***** Text provided

# Sponge Filter



## cdoug (Jan 16, 2013)

Hi, i am planning a 15 gallon planted tank with just some easy, beginner plants and a few community fish. I was wondering if a sponge filter is sufficient? Just one large one? Or would an under water filter be better? Let me know what you think


----------



## Sploosh (Nov 19, 2012)

Hi, I did the same size tank a few months ago, started with one hagen dual sponge (air driven), I found it just wasn't enough once I added the fish/shrimp, ended up adding 2 small internal filters once there were actually some fish in there. 

Depending on your scape idea though, you could get away with a larger sponge filter like a bio-sponge filter. I have two large ones in my 20G guppy fry tank, found it's all I need in that tank (bare-bottom, floating low-light plants, fish always in/out every few weeks)
Maybe placing one in each corner, or two beside each other, with some plants hiding them, could work with your scape ideas?

I had a hard time finding a small internal canister filter that wouldn't need cleaning once a week, I ended up modifying one for the new tank (air driven sponge filter hooked up to an internal filter powerhead) It's been 2 weeks now since last cleaning, will be cleaning it in a couple days. (in a 33G tank)


----------



## Shiyuu (Apr 9, 2011)

Probably a FOB filter would work, unless you gonna go co2 right away or near future....

Or you could go a little fancier, a mini hang on canister filter~ I forgot the name for that thing...


----------



## cdoug (Jan 16, 2013)

Decided to go with a Power head driven sponge filter so we'll see how it goes :bigsmile:


----------



## Sploosh (Nov 19, 2012)

Awesome 
Here's a pic of how mine turned out (will be adding 2 more sponges to it soon), also a pic of the other 2 "filters", bio-sponge on koralia nano circulation pumps. (I did this to get a large amount of water turnover, and some filtration)

"custom" filter -- koralia "filter"






------








Have fun with it


----------

**********
***** Entries supplied

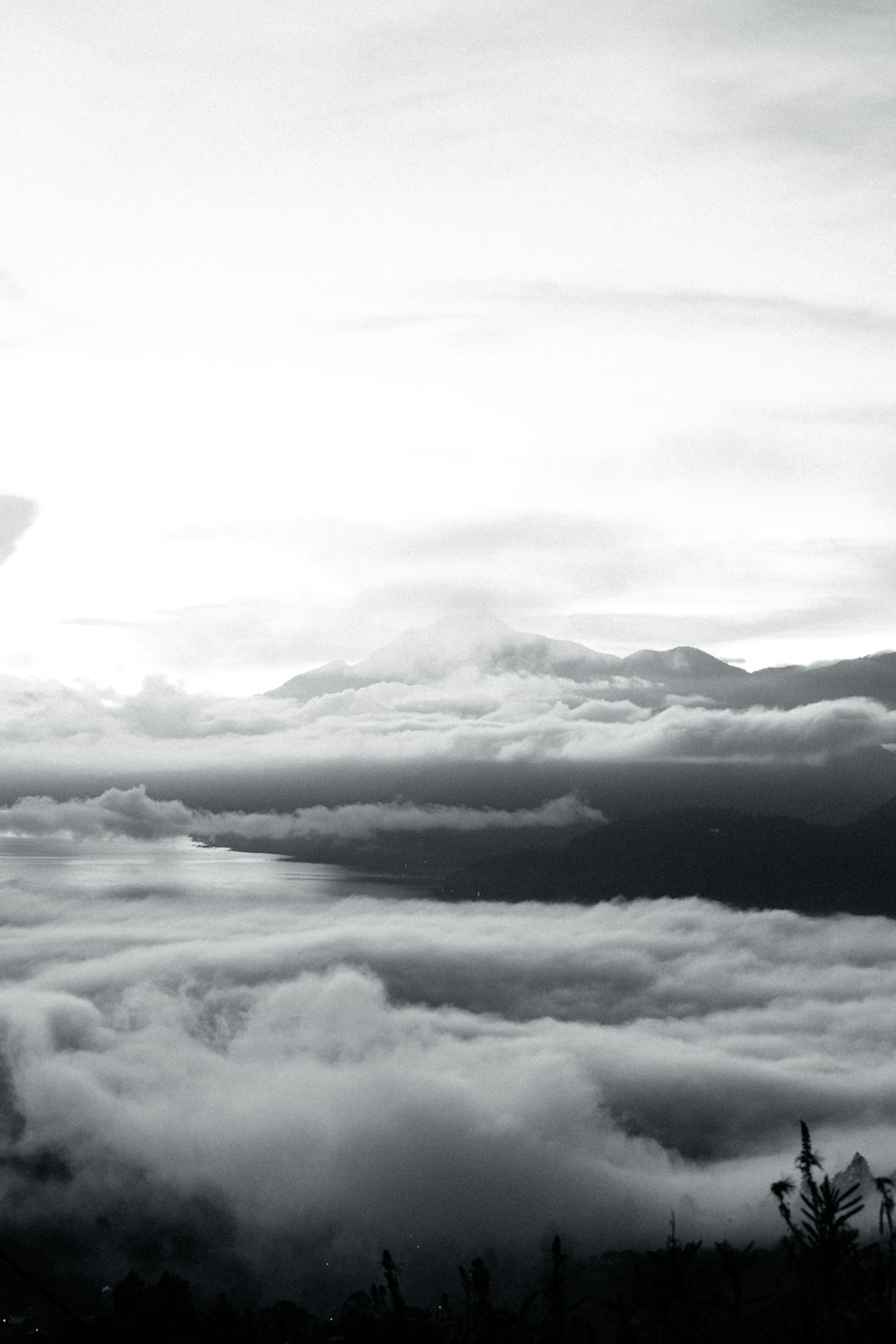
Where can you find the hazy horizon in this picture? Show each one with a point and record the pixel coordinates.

**********
***** Entries supplied

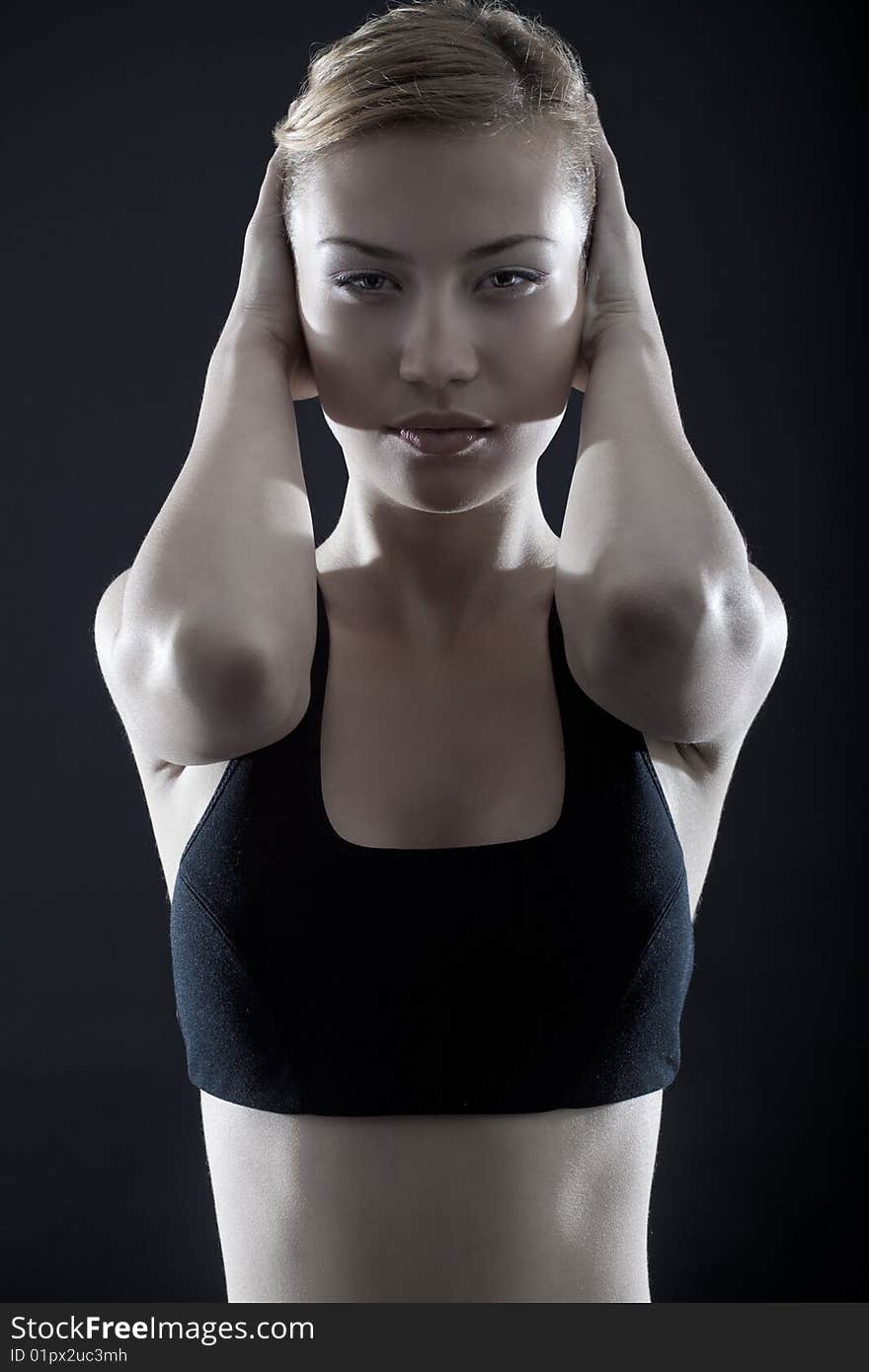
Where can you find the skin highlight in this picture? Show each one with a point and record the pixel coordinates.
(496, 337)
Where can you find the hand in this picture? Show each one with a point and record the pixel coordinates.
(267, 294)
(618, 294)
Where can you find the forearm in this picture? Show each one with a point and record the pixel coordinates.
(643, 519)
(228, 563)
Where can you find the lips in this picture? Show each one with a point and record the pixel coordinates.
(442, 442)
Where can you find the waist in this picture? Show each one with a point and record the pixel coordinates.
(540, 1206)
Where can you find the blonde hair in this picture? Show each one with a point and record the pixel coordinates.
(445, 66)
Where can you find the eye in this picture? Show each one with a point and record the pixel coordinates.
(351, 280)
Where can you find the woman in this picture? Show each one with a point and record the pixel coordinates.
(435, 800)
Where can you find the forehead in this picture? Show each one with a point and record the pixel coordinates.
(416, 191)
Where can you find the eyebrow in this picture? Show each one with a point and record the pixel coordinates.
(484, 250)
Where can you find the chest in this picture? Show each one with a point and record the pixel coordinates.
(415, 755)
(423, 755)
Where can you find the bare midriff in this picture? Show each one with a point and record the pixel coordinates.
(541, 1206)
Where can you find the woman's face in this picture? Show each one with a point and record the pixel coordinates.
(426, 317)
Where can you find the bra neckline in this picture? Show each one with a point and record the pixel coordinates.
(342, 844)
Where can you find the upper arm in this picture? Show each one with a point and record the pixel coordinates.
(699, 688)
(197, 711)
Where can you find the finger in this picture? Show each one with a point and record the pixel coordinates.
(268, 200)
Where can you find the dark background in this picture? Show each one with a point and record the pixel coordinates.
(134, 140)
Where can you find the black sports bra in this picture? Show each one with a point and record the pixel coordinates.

**********

## Stated task
Write out the entire sponge filter forum thread above again, word for word.

## Correct output
# Sponge Filter



## cdoug (Jan 16, 2013)

Hi, i am planning a 15 gallon planted tank with just some easy, beginner plants and a few community fish. I was wondering if a sponge filter is sufficient? Just one large one? Or would an under water filter be better? Let me know what you think


----------



## Sploosh (Nov 19, 2012)

Hi, I did the same size tank a few months ago, started with one hagen dual sponge (air driven), I found it just wasn't enough once I added the fish/shrimp, ended up adding 2 small internal filters once there were actually some fish in there. 

Depending on your scape idea though, you could get away with a larger sponge filter like a bio-sponge filter. I have two large ones in my 20G guppy fry tank, found it's all I need in that tank (bare-bottom, floating low-light plants, fish always in/out every few weeks)
Maybe placing one in each corner, or two beside each other, with some plants hiding them, could work with your scape ideas?

I had a hard time finding a small internal canister filter that wouldn't need cleaning once a week, I ended up modifying one for the new tank (air driven sponge filter hooked up to an internal filter powerhead) It's been 2 weeks now since last cleaning, will be cleaning it in a couple days. (in a 33G tank)


----------



## Shiyuu (Apr 9, 2011)

Probably a FOB filter would work, unless you gonna go co2 right away or near future....

Or you could go a little fancier, a mini hang on canister filter~ I forgot the name for that thing...


----------



## cdoug (Jan 16, 2013)

Decided to go with a Power head driven sponge filter so we'll see how it goes :bigsmile:


----------



## Sploosh (Nov 19, 2012)

Awesome 
Here's a pic of how mine turned out (will be adding 2 more sponges to it soon), also a pic of the other 2 "filters", bio-sponge on koralia nano circulation pumps. (I did this to get a large amount of water turnover, and some filtration)

"custom" filter -- koralia "filter"






------








Have fun with it


----------